* _EXCERPTED PASSAGE_
────────────────────────────────────────

As I write this evening, I am cozy in a little place called ‘The Hideaway’; a one bedroom and somewhat dilapidated 400 sq. ft cottage nestled 300 ft. above sea level on the north shore of Oahu. Upon arrival, my face scrunched from a touch of disdain and smidge of remorse for choosing to bunk up here for a week rather than staying longer in Honolulu. But after enjoying just one cup of chai on the porch while listening to morning bird chatter, I came to appreciate this humble, quiet, and true Hawaiian habitat and at this very moment, am appreciating it even more.
Just two hours ago, I was snacking on chips, guacamole, and fajitas at a local cantina (I know…I know…how dare I do such a thing… but I just could not bare another bite of Hawaiian fish and rice.) While thoroughly enjoying a margarita, my server approached and said, “I am sorry to interrupt your meal, but we are closing the restaurant as we just received a Tsunami warning due to a 7.7 earthquake that occurred off the Canadian coast. We need to get home to our families so please enjoy your last few bites as you settle up your bill.”

────────────────────────────────────────

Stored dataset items

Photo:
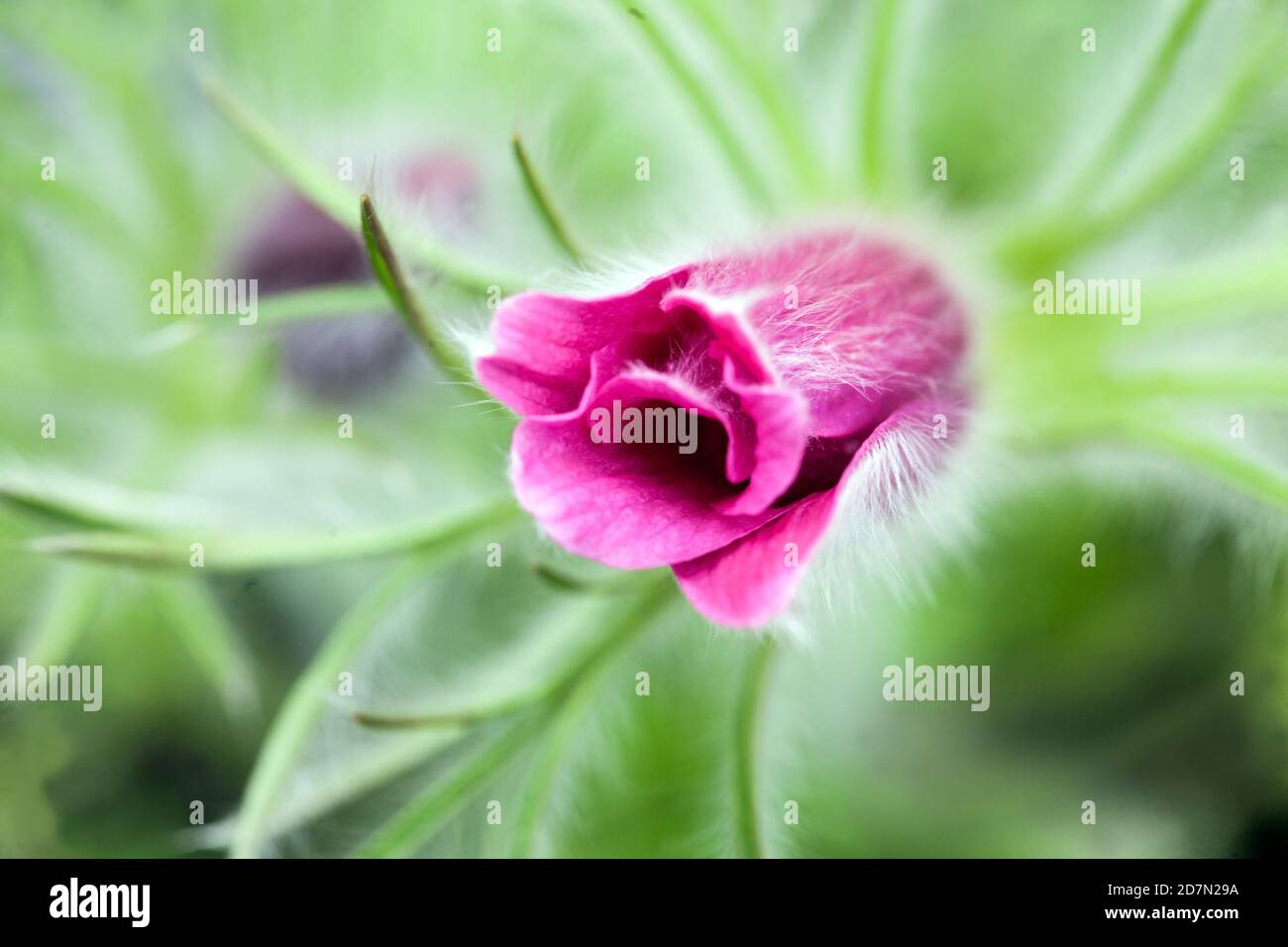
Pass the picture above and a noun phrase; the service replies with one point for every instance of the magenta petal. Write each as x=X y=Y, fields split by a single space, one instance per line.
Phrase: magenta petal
x=544 y=342
x=752 y=579
x=626 y=505
x=781 y=432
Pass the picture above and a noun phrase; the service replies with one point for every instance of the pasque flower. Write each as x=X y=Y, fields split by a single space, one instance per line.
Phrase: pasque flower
x=815 y=367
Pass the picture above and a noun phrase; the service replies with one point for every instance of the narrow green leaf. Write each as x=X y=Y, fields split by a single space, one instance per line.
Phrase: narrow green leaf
x=1150 y=82
x=73 y=598
x=420 y=821
x=561 y=702
x=344 y=299
x=711 y=114
x=384 y=263
x=541 y=200
x=211 y=639
x=746 y=738
x=245 y=552
x=303 y=705
x=874 y=141
x=333 y=197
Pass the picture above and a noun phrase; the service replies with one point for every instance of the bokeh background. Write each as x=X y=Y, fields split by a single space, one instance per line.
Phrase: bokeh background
x=496 y=710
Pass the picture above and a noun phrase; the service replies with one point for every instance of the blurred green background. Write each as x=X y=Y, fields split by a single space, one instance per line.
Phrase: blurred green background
x=507 y=697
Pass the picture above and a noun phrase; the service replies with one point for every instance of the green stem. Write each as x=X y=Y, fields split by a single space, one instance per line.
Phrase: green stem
x=344 y=299
x=789 y=128
x=326 y=192
x=1035 y=249
x=417 y=823
x=420 y=821
x=389 y=274
x=541 y=200
x=1153 y=80
x=746 y=728
x=872 y=133
x=545 y=690
x=711 y=114
x=572 y=706
x=303 y=705
x=243 y=553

────────────────────────────────────────

* _PROBLEMS TO WORK ON_
1. Decide whether each statement agrees with the Oahu passage, answering yes or no and quoting the words of the passage that settle it.
(a) The cottage called ‘The Hideaway’ measures about 400 square feet.
(b) The earthquake behind the warning occurred off the coast of Japan.
(c) The writer was drinking a margarita when the server came over.
2. In the Oahu passage, how high above sea level does the cottage sit?
3. Retype the Oahu passage from "As I write this" to "it even more.".

* _WORKED ANSWERS_
1.
(a) Yes: "a one bedroom and somewhat dilapidated 400 sq. ft cottage"
(b) No: "due to a 7.7 earthquake that occurred off the Canadian coast"
(c) Yes: "While thoroughly enjoying a margarita, my server approached"

2. 300 ft. above sea level

3.
As I write this evening, I am cozy in a little place called ‘The Hideaway’; a one bedroom and somewhat dilapidated 400 sq. ft cottage nestled 300 ft. above sea level on the north shore of Oahu. Upon arrival, my face scrunched from a touch of disdain and smidge of remorse for choosing to bunk up here for a week rather than staying longer in Honolulu. But after enjoying just one cup of chai on the porch while listening to morning bird chatter, I came to appreciate this humble, quiet, and true Hawaiian habitat and at this very moment, am appreciating it even more.